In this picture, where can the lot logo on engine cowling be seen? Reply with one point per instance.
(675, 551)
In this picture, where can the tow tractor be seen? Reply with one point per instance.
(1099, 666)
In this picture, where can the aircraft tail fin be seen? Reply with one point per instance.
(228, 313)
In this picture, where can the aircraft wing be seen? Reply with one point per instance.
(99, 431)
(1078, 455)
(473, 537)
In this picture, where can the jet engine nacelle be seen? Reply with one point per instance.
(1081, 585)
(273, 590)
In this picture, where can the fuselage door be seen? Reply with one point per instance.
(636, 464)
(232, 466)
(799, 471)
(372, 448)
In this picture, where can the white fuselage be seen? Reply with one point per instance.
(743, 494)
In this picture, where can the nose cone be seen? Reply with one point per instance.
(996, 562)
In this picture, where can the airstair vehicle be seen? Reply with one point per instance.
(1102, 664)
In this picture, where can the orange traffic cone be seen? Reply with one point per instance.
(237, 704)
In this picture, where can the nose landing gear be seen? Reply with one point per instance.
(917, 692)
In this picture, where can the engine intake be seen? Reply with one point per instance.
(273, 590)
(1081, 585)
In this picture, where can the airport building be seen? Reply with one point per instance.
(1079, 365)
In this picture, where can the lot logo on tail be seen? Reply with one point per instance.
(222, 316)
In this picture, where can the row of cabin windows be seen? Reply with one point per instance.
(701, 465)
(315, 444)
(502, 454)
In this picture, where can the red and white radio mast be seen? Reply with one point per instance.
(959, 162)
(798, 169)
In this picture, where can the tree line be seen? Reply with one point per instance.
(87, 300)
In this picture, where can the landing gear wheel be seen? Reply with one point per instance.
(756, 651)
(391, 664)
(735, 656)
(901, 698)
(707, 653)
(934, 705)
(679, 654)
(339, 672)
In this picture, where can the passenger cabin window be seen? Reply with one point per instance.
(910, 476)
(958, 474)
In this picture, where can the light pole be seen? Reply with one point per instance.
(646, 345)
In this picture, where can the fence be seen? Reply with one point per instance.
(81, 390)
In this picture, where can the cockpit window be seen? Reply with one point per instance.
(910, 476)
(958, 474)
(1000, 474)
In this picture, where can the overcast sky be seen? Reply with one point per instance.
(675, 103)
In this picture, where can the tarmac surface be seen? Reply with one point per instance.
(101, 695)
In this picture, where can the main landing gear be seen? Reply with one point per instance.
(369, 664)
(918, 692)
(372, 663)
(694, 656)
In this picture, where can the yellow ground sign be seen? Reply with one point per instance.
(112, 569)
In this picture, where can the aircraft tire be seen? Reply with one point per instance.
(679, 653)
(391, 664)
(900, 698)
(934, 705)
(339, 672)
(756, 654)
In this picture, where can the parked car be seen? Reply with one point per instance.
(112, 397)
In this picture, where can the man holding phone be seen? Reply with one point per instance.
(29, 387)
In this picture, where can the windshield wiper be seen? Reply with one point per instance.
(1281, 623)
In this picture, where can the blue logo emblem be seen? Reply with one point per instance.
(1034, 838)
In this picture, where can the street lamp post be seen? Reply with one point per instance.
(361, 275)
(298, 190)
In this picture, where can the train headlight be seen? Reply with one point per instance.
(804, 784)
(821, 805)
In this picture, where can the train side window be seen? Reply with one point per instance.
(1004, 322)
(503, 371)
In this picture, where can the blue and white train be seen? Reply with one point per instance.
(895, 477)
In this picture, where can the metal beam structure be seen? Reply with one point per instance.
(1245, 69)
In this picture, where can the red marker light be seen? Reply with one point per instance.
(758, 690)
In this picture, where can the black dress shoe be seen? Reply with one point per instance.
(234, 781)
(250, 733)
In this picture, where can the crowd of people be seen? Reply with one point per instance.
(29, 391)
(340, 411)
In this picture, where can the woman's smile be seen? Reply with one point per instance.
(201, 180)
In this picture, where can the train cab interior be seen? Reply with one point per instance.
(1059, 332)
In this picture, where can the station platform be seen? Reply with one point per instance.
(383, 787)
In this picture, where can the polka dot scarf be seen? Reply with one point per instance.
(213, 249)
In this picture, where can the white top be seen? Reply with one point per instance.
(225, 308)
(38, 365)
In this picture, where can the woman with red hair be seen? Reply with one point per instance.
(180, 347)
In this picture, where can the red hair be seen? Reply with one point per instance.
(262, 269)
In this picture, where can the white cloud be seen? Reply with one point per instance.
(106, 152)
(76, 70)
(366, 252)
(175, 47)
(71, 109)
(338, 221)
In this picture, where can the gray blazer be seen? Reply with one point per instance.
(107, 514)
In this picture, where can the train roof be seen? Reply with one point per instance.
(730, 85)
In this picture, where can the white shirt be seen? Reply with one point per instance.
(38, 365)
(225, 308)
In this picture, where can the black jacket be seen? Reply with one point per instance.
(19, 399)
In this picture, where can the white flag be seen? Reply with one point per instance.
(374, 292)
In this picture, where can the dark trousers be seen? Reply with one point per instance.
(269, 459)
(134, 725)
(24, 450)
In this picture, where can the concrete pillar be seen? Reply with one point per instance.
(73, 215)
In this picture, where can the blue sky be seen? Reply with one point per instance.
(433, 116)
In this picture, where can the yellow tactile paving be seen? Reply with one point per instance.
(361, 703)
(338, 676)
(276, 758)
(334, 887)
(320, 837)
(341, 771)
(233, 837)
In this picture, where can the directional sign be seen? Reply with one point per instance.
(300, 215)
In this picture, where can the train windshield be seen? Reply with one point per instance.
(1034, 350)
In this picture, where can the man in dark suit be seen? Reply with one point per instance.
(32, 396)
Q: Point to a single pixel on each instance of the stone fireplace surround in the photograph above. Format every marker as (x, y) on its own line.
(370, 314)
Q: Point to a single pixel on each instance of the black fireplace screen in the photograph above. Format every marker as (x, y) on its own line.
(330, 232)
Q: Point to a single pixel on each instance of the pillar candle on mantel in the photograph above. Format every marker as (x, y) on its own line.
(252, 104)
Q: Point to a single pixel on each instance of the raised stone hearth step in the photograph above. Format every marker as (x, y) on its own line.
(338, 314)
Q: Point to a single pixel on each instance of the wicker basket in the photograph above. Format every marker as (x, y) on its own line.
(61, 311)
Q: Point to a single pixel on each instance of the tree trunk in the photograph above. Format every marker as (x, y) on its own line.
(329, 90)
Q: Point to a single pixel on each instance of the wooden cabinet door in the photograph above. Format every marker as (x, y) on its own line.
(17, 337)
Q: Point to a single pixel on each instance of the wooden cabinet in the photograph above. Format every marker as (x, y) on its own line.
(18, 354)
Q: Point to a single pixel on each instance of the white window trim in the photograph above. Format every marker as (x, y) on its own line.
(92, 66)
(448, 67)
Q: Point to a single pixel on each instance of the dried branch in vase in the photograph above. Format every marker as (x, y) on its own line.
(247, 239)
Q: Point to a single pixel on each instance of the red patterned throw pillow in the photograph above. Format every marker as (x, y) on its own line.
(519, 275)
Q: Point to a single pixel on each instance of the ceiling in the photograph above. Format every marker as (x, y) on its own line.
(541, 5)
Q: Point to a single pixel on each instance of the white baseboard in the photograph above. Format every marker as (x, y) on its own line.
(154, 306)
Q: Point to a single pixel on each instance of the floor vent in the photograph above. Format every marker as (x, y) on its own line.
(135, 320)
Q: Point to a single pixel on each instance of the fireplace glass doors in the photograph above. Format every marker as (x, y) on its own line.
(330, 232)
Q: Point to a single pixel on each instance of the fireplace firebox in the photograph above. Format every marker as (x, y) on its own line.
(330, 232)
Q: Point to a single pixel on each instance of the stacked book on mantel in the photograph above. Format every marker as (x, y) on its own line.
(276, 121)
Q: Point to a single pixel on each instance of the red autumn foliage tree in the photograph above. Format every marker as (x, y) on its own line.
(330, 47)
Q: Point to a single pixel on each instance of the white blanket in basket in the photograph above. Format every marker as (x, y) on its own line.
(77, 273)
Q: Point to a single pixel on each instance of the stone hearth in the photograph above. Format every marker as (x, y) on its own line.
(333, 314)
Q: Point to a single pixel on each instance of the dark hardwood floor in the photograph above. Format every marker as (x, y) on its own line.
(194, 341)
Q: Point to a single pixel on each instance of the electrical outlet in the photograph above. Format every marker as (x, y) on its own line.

TASK TO CARRY OUT: Render the records above, from their first line through the line containing "(1099, 666)", inclusive, as a Markdown table with the columns No. and Line. Give each line its own numbered row and leave out any blank lines.

EXERCISE OUTPUT:
| No. | Line |
|---|---|
| 1 | In this picture, where can the lot logo on engine cowling be seen? Reply with one point per instance. |
| 2 | (675, 551) |
| 3 | In this picture, where can the tow tractor be seen? Reply with one point per instance. |
| 4 | (1099, 666) |